Start of Provided records

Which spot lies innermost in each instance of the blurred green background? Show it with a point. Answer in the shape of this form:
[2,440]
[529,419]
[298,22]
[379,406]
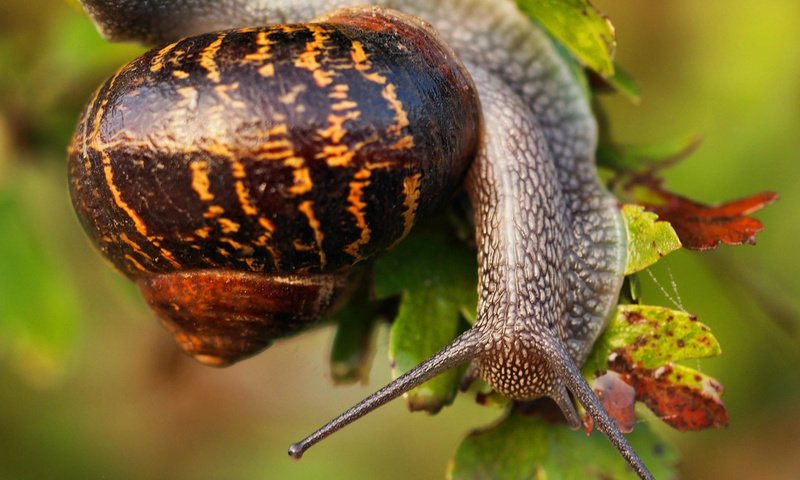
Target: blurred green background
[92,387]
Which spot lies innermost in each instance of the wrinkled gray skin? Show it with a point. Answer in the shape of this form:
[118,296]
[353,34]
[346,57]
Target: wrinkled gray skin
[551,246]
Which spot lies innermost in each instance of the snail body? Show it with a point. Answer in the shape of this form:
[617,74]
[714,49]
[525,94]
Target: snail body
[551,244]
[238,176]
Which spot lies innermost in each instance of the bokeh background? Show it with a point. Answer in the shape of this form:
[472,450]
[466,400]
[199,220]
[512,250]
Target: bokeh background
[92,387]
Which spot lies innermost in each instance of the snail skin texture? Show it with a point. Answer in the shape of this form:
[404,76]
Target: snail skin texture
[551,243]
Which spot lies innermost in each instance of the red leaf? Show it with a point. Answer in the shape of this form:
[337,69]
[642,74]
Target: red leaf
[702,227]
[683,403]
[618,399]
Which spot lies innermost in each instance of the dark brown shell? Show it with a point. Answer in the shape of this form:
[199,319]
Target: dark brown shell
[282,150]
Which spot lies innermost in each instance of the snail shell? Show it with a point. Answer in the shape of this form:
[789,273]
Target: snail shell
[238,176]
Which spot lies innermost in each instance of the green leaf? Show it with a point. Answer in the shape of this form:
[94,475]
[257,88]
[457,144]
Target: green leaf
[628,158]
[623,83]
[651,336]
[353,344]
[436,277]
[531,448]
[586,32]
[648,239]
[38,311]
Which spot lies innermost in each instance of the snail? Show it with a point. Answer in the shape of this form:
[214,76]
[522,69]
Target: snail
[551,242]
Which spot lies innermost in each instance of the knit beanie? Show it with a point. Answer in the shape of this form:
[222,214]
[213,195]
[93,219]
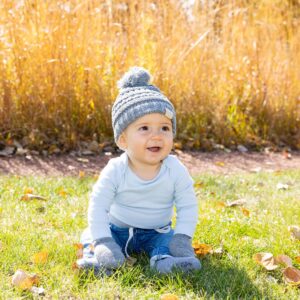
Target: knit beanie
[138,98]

End of Provided records
Start of Provided records

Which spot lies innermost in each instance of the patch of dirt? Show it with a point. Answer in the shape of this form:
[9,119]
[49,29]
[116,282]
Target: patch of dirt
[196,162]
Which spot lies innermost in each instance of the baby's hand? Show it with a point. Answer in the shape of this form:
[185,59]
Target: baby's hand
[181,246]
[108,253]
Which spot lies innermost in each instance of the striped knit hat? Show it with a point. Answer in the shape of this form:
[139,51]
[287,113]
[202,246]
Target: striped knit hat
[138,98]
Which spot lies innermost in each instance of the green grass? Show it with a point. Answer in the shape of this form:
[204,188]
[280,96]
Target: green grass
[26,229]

End of Provided records

Task directions:
Please identify every line in the records that contains the word "dirt" and copy those lines, treating uppercase and lowercase as different.

The completed task:
Which spot lies innermost in each instance of the patch of dirt? Show it with a point. Answer in the shape of this form:
Target: patch of dirt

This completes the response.